Görev — Tapu iptali ve tescil davasıyla ilgili Yargıtay kararının metnini kaldığı yerden sürdürün.

Metin —
..............................

Abaküs Yazılım
1. Hukuk Dairesi
Esas No: 2019/4232
Karar No: 2021/1967
Karar Tarihi: 01.04.2021

Yargıtay 1. Hukuk Dairesi 2019/4232 Esas 2021/1967 Karar Sayılı İlamı

1. Hukuk Dairesi         2019/4232 E.  ,  2021/1967 K.
"İçtihat Metni"


MAHKEMESİ : ADANA BÖLGE ADLİYE MAHKEMESİ 1. HUKUK DAİRESİ
DAVA TÜRÜ :TAPU İPTALİ VE TESCİL-TAZMİNAT

Taraflar arasında görülen tapu iptali ve tescil, tazminat davası sonunda, yerel mahkemece davanın tapu iptali ve tescili talebinin 16 numaralı bağımsız bölüm yönünden kabulüne, 5 numaralı bağımsız bölüm yönünden reddine, 5 numaralı bağımsız bölümün satış ve dava tarihi itibariyle rayiç değeri olan 400.000,00 TL"nin satış tarihinden itibaren işleyecek yasal faizi ile birlikte davalılar .. .. ve .. .."dan alınarak davacıya verilmesine karar verilmiş, davacı vekilinin ve davalı ... (davalı.... ...da istinaf talebinde bulunmuş ancak istinaf harcı ve masraflarını yatırmadığı gerekçesi ile ek karar ile istinaf talebinin reddine karar verilmiştir) istinaf başvuruları üzerine Adana Bölge Adliye Mahkemesi 1. Hukuk Dairesi tarafından istinaf başvurularının esastan reddine ilişkin olarak verilen karar davacı vekili ve davalı ... tarafından yasal süre içerisinde duruşma istekli temyiz edilmiş olmakla, duruşma günü olarak saptanan 01.04.2021 Perşembe günü için yapılan tebligat üzerine temyiz eden davacı asil ... ile diğer temyiz eden dahili davalı .... vekili Avukat ...., dahili davalı .. .. vekili Avukat ... geldiler, davetiye tebliğine rağmen diğer temyiz eden davacı ... vekili Avukat gelmedi, yokluklarında duruşmaya başlandı, süresinde verildiği ve kayıt olunduğu anlaşılan temyiz dilekçesinin kabulüne karar verildikten sonra gelen vekillerin sözlü açıklamaları dinlendi, duruşmanın bittiği bildirildi, iş karara bırakıldı. Bilahare Tetkik Hakimi ...tarafından düzenlenen rapor okundu, düşüncesi alındı. Dosya incelenerek gereği görüşülüp düşünüldü:

-KARAR-

Dava, vekalet görevinin kötüye kullanılması hukuksal nedenine dayalı tapu iptali ve tescili, olmadığı takdirde bedel isteğine ilişkindir.
Davacı..., 2258 ada 1 parsel sayılı taşınmazdaki 16 numaralı bağımsız bölümü ile 1048 ada 1 parsel sayılı taşınmazdaki 5 numaralı bağımsız bölümünü satması için davalı damadı ...u vekil tayin ettiğini, ancak ... vekalet görevinin kötüye kullarak taşınmazları akrabası olan davalı ...’a temlik ettiğini ileri sürerek tapu kayıtlarının iptali ile adına tesciline, olmadığı takdirde bedelin müteselsilen davalılardan tahsiline karar verilmesini istemiş, aşamada taşınmazların el değiştirmesi nedeniyle yeni maliklerin davaya dahil edilmesini ve bedel talepleri de olduğu için mevcut davalıların davalı sıfatlarının devam etmesini talep etmiş, 22.03.2017 tarihinde de dava konusu 241.750,00 TL alacağını .. ..’e temlik etmiş, davaya da ..., devam etmiştir.

..............................

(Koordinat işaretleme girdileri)
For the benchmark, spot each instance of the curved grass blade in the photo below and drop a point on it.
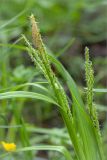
(60, 149)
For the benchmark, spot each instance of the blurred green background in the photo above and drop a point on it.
(67, 26)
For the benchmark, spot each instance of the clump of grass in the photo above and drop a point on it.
(83, 128)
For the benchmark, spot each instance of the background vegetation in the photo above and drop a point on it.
(67, 26)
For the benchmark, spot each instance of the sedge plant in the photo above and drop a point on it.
(81, 122)
(82, 125)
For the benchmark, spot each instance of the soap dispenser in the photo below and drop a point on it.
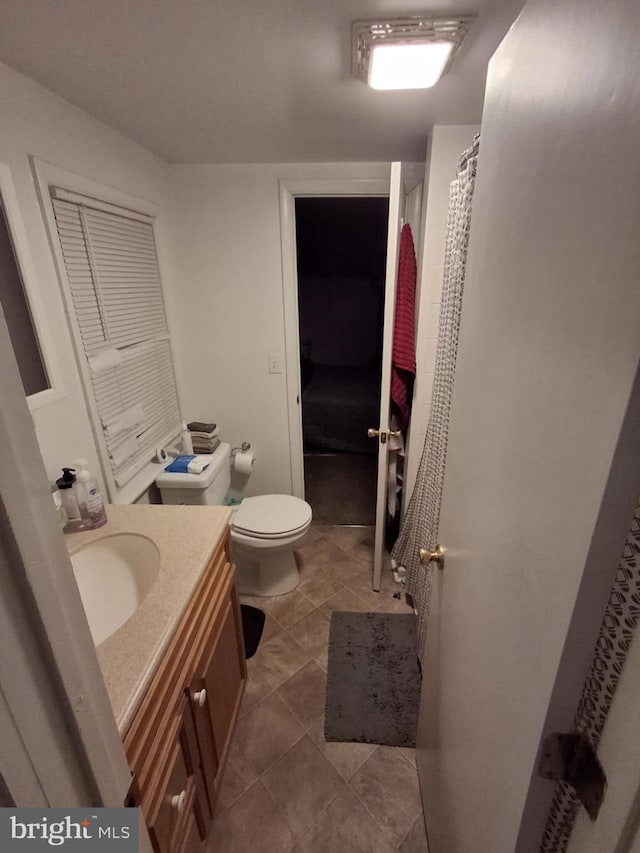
(89, 498)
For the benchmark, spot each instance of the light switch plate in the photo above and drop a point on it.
(275, 362)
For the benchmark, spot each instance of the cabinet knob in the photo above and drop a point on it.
(179, 801)
(200, 698)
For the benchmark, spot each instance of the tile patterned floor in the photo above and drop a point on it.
(285, 790)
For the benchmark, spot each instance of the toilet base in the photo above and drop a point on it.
(272, 574)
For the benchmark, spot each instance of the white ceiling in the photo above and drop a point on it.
(239, 81)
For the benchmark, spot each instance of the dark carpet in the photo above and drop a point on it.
(373, 679)
(341, 487)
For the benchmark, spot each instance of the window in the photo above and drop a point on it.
(18, 315)
(115, 295)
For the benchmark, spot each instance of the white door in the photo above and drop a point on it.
(396, 212)
(543, 463)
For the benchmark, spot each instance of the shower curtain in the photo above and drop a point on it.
(420, 525)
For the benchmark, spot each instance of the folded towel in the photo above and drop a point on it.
(189, 464)
(200, 426)
(203, 436)
(200, 446)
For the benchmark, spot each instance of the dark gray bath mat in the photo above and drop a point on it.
(373, 679)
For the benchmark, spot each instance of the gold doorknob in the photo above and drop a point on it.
(436, 557)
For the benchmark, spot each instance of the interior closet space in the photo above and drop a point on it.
(341, 250)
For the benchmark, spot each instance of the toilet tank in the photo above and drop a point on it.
(209, 488)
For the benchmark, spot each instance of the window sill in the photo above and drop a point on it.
(139, 484)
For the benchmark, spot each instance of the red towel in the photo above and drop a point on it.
(403, 359)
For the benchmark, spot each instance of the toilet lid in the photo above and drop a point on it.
(271, 515)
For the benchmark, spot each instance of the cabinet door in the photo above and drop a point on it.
(216, 689)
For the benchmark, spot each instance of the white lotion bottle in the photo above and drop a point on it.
(89, 498)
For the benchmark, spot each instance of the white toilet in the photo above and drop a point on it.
(264, 529)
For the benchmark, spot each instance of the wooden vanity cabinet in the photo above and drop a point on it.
(178, 741)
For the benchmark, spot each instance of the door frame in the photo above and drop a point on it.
(290, 189)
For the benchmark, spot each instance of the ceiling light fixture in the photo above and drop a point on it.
(406, 53)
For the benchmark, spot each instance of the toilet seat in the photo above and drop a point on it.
(271, 517)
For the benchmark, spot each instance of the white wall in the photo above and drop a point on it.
(446, 145)
(227, 278)
(37, 122)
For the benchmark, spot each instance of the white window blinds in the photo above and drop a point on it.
(114, 285)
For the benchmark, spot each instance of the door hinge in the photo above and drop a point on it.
(571, 758)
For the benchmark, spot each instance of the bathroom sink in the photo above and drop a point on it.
(114, 575)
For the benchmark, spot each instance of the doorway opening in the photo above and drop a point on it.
(341, 253)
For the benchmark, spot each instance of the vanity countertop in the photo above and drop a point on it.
(186, 537)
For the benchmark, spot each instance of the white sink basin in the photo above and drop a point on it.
(114, 575)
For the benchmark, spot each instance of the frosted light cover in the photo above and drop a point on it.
(408, 66)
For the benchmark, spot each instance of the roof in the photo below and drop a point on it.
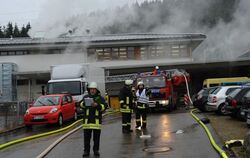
(101, 38)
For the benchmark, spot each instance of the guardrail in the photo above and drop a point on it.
(11, 114)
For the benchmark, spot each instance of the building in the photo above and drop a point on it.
(34, 56)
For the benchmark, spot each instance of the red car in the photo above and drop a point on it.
(51, 109)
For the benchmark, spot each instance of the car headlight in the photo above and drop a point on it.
(164, 102)
(27, 112)
(53, 110)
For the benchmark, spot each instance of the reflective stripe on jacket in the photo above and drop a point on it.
(92, 118)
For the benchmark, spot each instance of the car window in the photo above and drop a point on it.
(216, 91)
(211, 90)
(69, 98)
(230, 90)
(247, 94)
(235, 92)
(65, 99)
(47, 101)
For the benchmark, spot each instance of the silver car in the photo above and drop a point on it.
(216, 100)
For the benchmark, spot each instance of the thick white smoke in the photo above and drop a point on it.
(225, 41)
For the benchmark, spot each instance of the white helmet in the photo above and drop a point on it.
(92, 85)
(128, 82)
(140, 83)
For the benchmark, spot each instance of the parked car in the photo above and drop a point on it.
(216, 100)
(200, 99)
(51, 109)
(245, 108)
(234, 102)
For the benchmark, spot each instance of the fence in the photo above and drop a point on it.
(11, 114)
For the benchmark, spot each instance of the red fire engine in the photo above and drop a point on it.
(167, 87)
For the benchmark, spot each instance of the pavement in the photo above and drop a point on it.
(174, 135)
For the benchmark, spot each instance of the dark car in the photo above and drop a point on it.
(200, 99)
(234, 102)
(245, 108)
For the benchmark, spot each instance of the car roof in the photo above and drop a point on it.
(54, 95)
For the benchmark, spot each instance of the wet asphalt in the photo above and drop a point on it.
(173, 135)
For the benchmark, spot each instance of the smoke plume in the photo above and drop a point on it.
(225, 22)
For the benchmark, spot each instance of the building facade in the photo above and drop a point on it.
(34, 57)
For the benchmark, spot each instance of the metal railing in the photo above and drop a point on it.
(11, 114)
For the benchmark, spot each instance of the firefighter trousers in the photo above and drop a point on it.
(87, 138)
(126, 121)
(141, 113)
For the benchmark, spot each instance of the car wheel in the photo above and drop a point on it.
(28, 126)
(222, 109)
(75, 116)
(60, 120)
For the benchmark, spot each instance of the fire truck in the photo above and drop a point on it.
(167, 87)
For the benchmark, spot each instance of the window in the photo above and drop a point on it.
(41, 81)
(69, 98)
(22, 82)
(247, 94)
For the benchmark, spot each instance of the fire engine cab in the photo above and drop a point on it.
(167, 87)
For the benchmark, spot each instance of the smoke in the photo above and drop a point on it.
(225, 22)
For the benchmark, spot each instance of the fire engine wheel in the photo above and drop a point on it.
(60, 120)
(75, 116)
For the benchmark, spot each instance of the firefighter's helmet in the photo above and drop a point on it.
(128, 82)
(92, 85)
(140, 83)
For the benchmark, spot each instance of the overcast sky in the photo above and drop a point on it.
(23, 11)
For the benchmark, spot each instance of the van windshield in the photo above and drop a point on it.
(71, 87)
(153, 81)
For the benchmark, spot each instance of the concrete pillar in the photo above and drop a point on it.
(246, 145)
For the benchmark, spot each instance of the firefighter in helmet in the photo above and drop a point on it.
(93, 104)
(141, 105)
(126, 98)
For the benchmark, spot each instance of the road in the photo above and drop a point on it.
(190, 141)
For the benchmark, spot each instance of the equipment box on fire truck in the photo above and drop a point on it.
(167, 87)
(73, 78)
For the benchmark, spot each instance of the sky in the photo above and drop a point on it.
(24, 11)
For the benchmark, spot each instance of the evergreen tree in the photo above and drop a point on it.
(1, 32)
(16, 32)
(23, 32)
(9, 30)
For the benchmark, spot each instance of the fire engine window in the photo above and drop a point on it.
(115, 53)
(143, 53)
(123, 53)
(131, 53)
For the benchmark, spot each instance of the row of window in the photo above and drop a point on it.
(137, 53)
(26, 82)
(26, 52)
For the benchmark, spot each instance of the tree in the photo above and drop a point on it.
(16, 32)
(9, 30)
(23, 32)
(1, 32)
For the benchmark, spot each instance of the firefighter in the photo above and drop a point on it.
(93, 104)
(126, 98)
(156, 70)
(141, 105)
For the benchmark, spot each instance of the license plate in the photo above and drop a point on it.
(151, 105)
(242, 113)
(38, 117)
(248, 121)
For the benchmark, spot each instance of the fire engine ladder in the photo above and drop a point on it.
(120, 78)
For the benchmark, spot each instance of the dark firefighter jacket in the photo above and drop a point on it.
(127, 100)
(92, 118)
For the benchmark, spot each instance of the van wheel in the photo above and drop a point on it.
(75, 116)
(221, 109)
(28, 126)
(60, 120)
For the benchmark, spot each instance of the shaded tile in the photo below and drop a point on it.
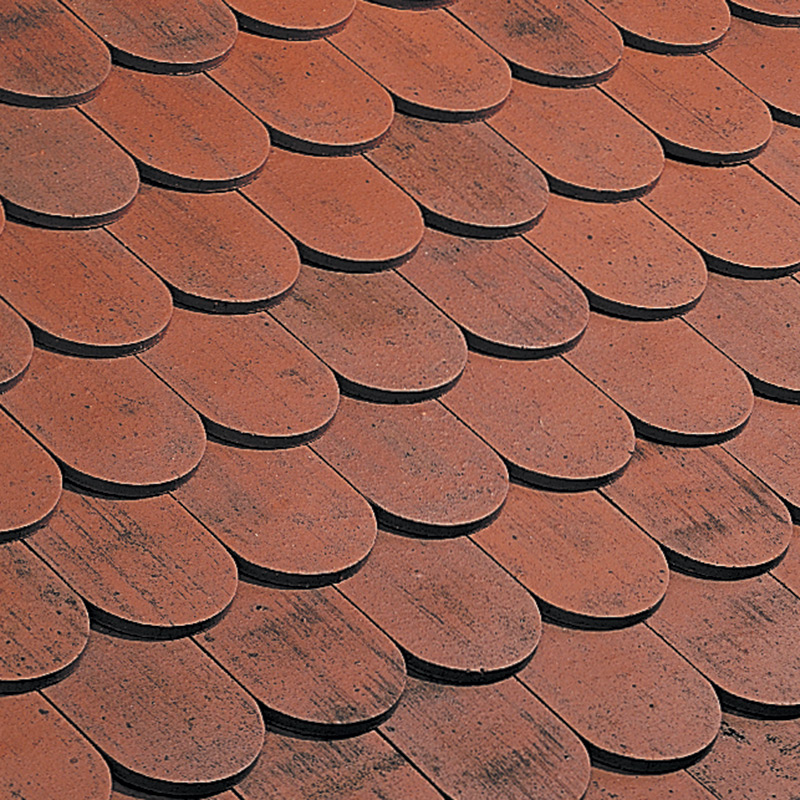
(382, 338)
(586, 563)
(317, 664)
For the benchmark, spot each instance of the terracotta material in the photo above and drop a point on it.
(545, 419)
(312, 98)
(247, 377)
(49, 58)
(334, 675)
(637, 704)
(624, 257)
(112, 424)
(44, 757)
(586, 144)
(697, 110)
(417, 464)
(505, 296)
(383, 339)
(158, 36)
(216, 251)
(433, 66)
(342, 212)
(455, 614)
(62, 187)
(166, 716)
(140, 111)
(711, 516)
(43, 623)
(676, 387)
(249, 499)
(467, 179)
(585, 562)
(83, 292)
(548, 41)
(145, 566)
(469, 741)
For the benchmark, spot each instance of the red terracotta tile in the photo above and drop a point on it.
(112, 424)
(433, 66)
(163, 713)
(250, 380)
(455, 614)
(43, 623)
(585, 562)
(548, 41)
(50, 59)
(675, 386)
(742, 635)
(585, 143)
(82, 291)
(44, 757)
(342, 212)
(216, 251)
(475, 741)
(162, 35)
(144, 566)
(520, 408)
(382, 338)
(79, 177)
(467, 179)
(417, 464)
(505, 296)
(697, 110)
(625, 258)
(637, 704)
(312, 98)
(317, 664)
(287, 517)
(169, 124)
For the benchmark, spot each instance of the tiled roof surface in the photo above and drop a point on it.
(398, 399)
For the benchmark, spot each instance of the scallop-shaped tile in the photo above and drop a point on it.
(433, 66)
(80, 178)
(44, 757)
(505, 296)
(162, 35)
(215, 251)
(250, 380)
(474, 741)
(312, 98)
(145, 566)
(250, 500)
(711, 516)
(49, 58)
(636, 703)
(467, 178)
(742, 635)
(421, 468)
(112, 424)
(548, 41)
(170, 125)
(626, 259)
(699, 111)
(585, 143)
(341, 212)
(586, 563)
(675, 386)
(163, 713)
(82, 291)
(545, 419)
(317, 664)
(382, 338)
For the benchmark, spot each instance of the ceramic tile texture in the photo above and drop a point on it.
(399, 399)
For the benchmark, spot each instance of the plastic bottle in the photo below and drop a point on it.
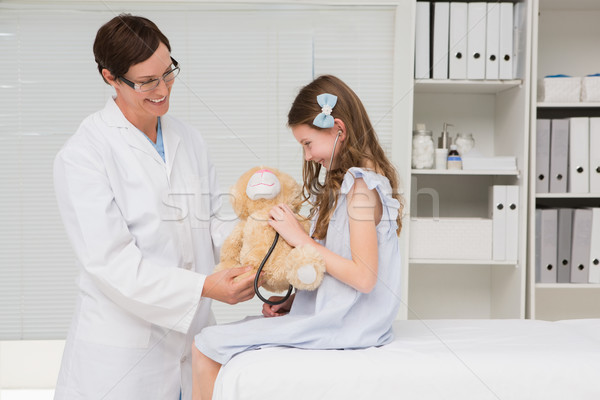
(422, 148)
(454, 160)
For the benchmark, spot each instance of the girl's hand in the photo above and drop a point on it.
(284, 221)
(280, 309)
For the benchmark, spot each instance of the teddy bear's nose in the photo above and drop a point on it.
(263, 185)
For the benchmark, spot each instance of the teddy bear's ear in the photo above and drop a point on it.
(239, 199)
(291, 191)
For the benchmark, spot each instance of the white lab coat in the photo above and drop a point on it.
(143, 233)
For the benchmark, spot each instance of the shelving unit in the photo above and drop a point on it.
(562, 35)
(497, 114)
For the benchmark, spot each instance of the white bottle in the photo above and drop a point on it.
(422, 148)
(454, 160)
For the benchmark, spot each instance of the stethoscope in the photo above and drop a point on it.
(266, 257)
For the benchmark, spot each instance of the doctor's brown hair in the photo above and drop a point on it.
(359, 147)
(124, 41)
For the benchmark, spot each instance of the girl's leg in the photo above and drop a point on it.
(204, 372)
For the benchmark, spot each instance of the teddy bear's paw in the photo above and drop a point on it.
(307, 274)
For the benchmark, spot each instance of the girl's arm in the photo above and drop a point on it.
(364, 211)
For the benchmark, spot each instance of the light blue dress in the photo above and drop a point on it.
(335, 316)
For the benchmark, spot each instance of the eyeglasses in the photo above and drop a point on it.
(153, 83)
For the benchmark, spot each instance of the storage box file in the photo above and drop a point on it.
(590, 88)
(558, 90)
(451, 238)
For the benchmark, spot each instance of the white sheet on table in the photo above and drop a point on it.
(435, 359)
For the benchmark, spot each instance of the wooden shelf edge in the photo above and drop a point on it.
(567, 285)
(461, 262)
(490, 172)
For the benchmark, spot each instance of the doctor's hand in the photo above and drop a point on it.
(223, 286)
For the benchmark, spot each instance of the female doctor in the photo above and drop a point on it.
(138, 196)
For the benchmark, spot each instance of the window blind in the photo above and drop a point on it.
(242, 65)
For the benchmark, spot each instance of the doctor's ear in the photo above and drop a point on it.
(108, 77)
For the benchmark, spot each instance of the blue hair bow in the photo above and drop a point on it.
(327, 102)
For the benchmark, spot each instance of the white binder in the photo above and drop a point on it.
(542, 156)
(457, 52)
(441, 21)
(546, 224)
(506, 41)
(492, 46)
(594, 275)
(563, 262)
(579, 155)
(559, 155)
(594, 155)
(497, 209)
(580, 245)
(476, 40)
(422, 40)
(512, 222)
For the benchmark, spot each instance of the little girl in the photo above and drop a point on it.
(357, 214)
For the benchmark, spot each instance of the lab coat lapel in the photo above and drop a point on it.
(113, 117)
(170, 141)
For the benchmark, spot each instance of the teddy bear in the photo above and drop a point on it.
(252, 197)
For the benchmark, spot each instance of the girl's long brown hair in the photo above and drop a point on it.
(359, 148)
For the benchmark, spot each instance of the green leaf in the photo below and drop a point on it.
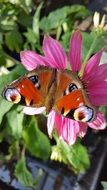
(13, 40)
(54, 19)
(36, 142)
(87, 41)
(104, 184)
(59, 16)
(15, 123)
(22, 173)
(76, 156)
(24, 19)
(30, 35)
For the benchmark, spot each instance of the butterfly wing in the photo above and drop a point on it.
(71, 100)
(31, 89)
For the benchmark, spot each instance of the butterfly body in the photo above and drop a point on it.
(60, 90)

..............................

Beklenen yanıt —
Davalı ..., davalı ... kuzeni olduğunu, dava konusu taşınmazları ... borçları nedeniyle üzerine alamadığını ve geçici olarak kendisine temlik edilmesini istediğini, taşınmazların alımı için bedel ödemediğini, davanın haklı olduğunu belirterek davanın kendisi yönünden reddini savunmuştur.
Davalı..., taşınmazı aldığında üzerinde tedbir bulunmadığını, bedelini ödeyerek taşınmazı satın aldığını, iyiniyetli olduğunu belirterek davanın reddini savunmuştur.
Diğer davalılar, davanın reddini savunmuştur.
Mahkemece, davacının tapu iptali ve tescili talebinin 16 numaralı bağımsız bölüm yönünden kabulüne, 5 numaralı bağımsız bölüm yönünden reddine, 5 numaralı bağımsız bölümün satış ve dava tarihi itibariyle rayiç değeri olan 400.000,00 TL"nin satış tarihinden itibaren işleyecek yasal faizi ile birlikte davalılar .. .. ve .. .."dan alınarak davacıya verilmesine karar verilmiş, davacı vekilinin ve davalı ... (davalı ...da istinaf talebinde bulunmuş ancak istinaf harcı ve masraflarını yatırmadığı gerekçesi ile ek karar ile istinaf talebinin reddine karar verilmiştir) istinaf başvuruları üzerine Adana Bölge Adliye Mahkemesi 1. Hukuk Dairesi tarafından istinaf başvurularının esastan reddine karar verilmiştir.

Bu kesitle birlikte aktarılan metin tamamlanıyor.